- **WHAT THE EXERCISE ASKS**
The records below are to be quoted in full; please keep every word exact.

- **INPUT**
▼▼▼
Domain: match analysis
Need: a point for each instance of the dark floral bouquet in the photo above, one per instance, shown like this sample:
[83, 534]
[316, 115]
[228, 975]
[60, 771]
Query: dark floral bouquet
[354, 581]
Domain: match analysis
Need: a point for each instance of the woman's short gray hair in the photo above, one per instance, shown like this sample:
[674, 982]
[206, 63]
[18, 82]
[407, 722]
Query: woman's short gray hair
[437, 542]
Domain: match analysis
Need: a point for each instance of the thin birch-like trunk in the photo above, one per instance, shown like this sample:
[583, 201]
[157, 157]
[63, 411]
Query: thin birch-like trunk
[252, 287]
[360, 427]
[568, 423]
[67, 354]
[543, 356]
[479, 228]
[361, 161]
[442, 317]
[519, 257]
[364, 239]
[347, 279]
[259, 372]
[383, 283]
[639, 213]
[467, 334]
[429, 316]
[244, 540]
▲▲▲
- **EXERCISE RESULT**
Domain: match analysis
Need: a point for each instance of the dark floral bouquet in the photo above, one per instance, shown like this sample:
[83, 534]
[316, 115]
[228, 975]
[60, 771]
Query: dark floral bouquet
[354, 581]
Domain: match analysis
Need: a point for each instance of the woman's short gray hair in the photo above, one per instance, shown like this sample:
[674, 982]
[206, 63]
[18, 82]
[407, 722]
Query: woman's short gray hair
[437, 542]
Domain: match analysis
Need: a point for each instance of the thin birch-like trunk in the photo above, one per instance, shown like this sample:
[583, 201]
[157, 157]
[63, 411]
Query: thin birch-like trunk
[252, 287]
[360, 427]
[568, 423]
[67, 354]
[543, 356]
[479, 228]
[361, 161]
[442, 317]
[519, 257]
[364, 239]
[347, 279]
[259, 372]
[383, 283]
[639, 213]
[467, 334]
[429, 316]
[244, 540]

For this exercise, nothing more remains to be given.